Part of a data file
::::

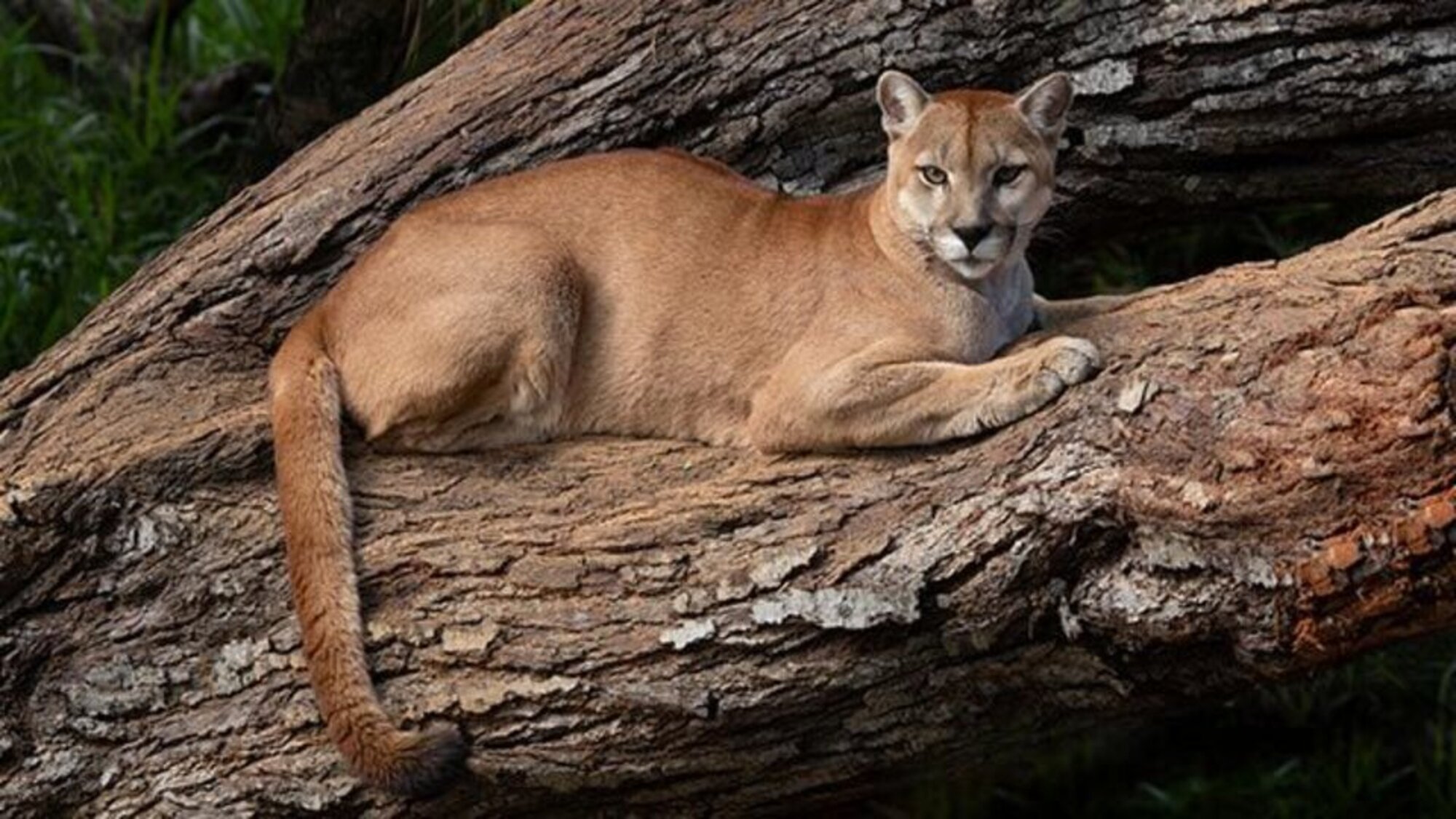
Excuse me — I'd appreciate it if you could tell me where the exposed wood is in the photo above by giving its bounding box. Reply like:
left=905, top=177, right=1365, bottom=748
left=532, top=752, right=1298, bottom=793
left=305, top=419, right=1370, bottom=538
left=0, top=1, right=1456, bottom=816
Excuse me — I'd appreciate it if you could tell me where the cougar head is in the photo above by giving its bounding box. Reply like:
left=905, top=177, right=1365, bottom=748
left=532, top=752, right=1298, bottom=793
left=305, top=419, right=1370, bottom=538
left=877, top=71, right=1072, bottom=281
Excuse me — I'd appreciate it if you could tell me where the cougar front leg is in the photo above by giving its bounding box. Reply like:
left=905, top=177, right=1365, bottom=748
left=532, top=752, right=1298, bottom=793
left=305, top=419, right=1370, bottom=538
left=750, top=336, right=1102, bottom=452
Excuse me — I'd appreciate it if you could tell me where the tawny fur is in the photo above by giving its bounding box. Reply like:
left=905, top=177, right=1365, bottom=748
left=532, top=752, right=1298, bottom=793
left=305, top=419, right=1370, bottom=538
left=271, top=73, right=1136, bottom=793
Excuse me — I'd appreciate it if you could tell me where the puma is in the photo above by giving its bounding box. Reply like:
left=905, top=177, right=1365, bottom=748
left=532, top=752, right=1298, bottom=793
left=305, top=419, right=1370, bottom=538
left=269, top=71, right=1118, bottom=793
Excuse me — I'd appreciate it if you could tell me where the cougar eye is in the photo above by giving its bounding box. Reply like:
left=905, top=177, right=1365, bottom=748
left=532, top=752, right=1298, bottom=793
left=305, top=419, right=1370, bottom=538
left=992, top=165, right=1026, bottom=186
left=916, top=165, right=949, bottom=186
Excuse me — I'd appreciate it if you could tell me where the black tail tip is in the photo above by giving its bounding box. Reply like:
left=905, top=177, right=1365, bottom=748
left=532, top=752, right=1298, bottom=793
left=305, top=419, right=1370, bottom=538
left=370, top=723, right=470, bottom=797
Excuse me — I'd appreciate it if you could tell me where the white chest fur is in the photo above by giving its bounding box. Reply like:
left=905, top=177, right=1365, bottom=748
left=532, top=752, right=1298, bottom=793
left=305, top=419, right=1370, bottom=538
left=968, top=258, right=1037, bottom=358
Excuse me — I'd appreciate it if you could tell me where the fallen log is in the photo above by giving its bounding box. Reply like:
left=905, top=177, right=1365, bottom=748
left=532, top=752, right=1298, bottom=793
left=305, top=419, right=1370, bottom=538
left=0, top=3, right=1456, bottom=816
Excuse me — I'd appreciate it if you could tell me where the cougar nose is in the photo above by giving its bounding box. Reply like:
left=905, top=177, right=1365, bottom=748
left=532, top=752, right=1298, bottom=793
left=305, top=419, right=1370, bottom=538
left=955, top=223, right=992, bottom=250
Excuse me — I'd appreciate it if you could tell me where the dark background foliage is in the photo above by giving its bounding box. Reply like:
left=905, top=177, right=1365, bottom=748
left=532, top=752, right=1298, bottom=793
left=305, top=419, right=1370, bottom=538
left=0, top=0, right=1456, bottom=819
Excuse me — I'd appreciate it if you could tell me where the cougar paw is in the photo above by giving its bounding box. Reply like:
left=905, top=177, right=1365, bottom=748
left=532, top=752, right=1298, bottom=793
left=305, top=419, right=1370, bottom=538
left=1041, top=335, right=1102, bottom=386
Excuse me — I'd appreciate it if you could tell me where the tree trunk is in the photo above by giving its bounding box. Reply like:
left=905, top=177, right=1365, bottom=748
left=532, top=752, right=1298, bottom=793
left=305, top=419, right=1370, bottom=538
left=0, top=0, right=1456, bottom=816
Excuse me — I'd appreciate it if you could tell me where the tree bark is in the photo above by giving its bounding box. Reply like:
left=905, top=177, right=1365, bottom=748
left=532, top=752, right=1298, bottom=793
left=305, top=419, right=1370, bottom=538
left=0, top=1, right=1456, bottom=816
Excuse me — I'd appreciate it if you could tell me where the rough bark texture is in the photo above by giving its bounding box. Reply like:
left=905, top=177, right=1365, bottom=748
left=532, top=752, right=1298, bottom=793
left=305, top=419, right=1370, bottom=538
left=0, top=1, right=1456, bottom=816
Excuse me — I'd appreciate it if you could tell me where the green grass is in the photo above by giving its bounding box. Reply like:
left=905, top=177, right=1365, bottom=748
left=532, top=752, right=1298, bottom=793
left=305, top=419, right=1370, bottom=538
left=0, top=0, right=1456, bottom=819
left=0, top=0, right=301, bottom=374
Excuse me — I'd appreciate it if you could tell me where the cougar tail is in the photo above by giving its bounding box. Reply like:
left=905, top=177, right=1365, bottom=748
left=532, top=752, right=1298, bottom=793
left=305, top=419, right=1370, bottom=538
left=268, top=313, right=467, bottom=796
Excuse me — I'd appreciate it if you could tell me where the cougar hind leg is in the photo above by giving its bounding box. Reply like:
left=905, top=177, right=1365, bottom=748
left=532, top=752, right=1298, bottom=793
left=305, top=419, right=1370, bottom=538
left=335, top=217, right=582, bottom=452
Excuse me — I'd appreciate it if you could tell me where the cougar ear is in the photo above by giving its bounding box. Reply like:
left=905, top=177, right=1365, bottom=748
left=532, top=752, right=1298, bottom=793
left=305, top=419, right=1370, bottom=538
left=1016, top=71, right=1072, bottom=143
left=875, top=71, right=930, bottom=140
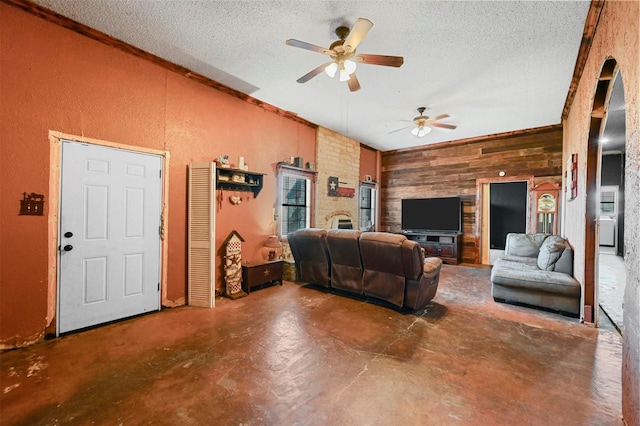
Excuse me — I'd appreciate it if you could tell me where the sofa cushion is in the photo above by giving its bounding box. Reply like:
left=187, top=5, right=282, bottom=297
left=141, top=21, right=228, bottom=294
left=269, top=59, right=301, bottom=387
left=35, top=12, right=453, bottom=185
left=504, top=233, right=549, bottom=257
left=538, top=235, right=567, bottom=271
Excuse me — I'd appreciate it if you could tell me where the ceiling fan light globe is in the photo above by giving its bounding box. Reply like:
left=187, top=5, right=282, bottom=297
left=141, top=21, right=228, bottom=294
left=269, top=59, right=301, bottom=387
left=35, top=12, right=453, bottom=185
left=340, top=68, right=351, bottom=81
left=411, top=126, right=431, bottom=138
left=324, top=62, right=338, bottom=78
left=344, top=59, right=356, bottom=75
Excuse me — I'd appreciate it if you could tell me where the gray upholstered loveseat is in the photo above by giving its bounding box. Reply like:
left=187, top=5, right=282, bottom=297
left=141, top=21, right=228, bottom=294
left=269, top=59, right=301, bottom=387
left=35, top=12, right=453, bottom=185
left=491, top=233, right=581, bottom=316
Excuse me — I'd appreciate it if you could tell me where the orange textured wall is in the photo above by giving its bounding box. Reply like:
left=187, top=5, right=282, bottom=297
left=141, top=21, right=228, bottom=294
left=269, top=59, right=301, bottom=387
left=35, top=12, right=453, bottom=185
left=563, top=1, right=640, bottom=425
left=0, top=3, right=316, bottom=348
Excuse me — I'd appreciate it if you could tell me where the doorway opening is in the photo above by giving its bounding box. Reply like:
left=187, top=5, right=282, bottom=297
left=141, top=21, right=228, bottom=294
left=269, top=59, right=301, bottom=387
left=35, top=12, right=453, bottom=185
left=596, top=72, right=626, bottom=334
left=584, top=58, right=626, bottom=332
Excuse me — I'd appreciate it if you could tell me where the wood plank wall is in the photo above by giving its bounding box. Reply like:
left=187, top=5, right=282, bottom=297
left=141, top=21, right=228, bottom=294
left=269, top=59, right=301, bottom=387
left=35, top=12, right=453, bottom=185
left=380, top=124, right=562, bottom=263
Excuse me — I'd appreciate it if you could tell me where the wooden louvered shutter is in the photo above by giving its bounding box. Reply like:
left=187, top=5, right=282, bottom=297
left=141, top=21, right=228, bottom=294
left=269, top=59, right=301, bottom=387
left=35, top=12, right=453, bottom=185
left=187, top=163, right=216, bottom=308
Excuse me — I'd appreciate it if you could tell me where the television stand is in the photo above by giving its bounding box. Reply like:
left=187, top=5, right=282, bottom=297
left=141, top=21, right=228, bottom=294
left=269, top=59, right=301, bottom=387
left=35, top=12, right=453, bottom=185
left=402, top=232, right=462, bottom=265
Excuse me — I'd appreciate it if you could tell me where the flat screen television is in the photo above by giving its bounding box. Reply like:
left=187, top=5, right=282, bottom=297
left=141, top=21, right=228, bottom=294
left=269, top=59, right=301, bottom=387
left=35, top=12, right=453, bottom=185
left=402, top=197, right=462, bottom=233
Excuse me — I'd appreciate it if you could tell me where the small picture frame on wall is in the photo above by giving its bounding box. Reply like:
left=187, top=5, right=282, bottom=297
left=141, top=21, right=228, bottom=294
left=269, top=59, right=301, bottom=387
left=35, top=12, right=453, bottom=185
left=565, top=153, right=578, bottom=201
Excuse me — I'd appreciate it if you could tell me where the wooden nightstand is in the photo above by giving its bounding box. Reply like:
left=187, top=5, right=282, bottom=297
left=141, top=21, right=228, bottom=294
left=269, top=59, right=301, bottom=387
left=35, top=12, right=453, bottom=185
left=242, top=260, right=284, bottom=294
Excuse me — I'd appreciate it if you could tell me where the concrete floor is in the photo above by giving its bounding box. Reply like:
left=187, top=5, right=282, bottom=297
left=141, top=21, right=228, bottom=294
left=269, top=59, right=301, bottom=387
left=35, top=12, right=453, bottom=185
left=0, top=265, right=622, bottom=425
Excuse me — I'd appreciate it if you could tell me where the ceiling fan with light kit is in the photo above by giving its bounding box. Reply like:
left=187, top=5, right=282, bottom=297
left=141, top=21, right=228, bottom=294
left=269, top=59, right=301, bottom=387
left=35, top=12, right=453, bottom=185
left=389, top=107, right=458, bottom=138
left=285, top=18, right=404, bottom=92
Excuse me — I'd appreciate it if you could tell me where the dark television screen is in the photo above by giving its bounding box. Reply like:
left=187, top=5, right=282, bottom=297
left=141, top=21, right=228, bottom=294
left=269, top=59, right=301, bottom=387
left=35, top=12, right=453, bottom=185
left=402, top=197, right=462, bottom=232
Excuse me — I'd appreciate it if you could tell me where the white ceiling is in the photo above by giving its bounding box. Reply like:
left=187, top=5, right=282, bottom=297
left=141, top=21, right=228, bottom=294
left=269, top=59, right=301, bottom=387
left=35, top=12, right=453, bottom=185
left=30, top=0, right=589, bottom=151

::::

→ Exercise brief
Please give the material again from the line with "the cougar ear" to the line with "left=875, top=71, right=930, bottom=140", changing "cougar ear" to "puma ear" and keeping everything else the same.

→ Full answer
Excuse me — I'd appreciate it if you could tell me where the puma ear is in the photo above by giving its bounding box. Reply like:
left=905, top=177, right=1365, bottom=748
left=532, top=752, right=1298, bottom=793
left=305, top=419, right=1370, bottom=538
left=1016, top=71, right=1072, bottom=143
left=875, top=71, right=930, bottom=140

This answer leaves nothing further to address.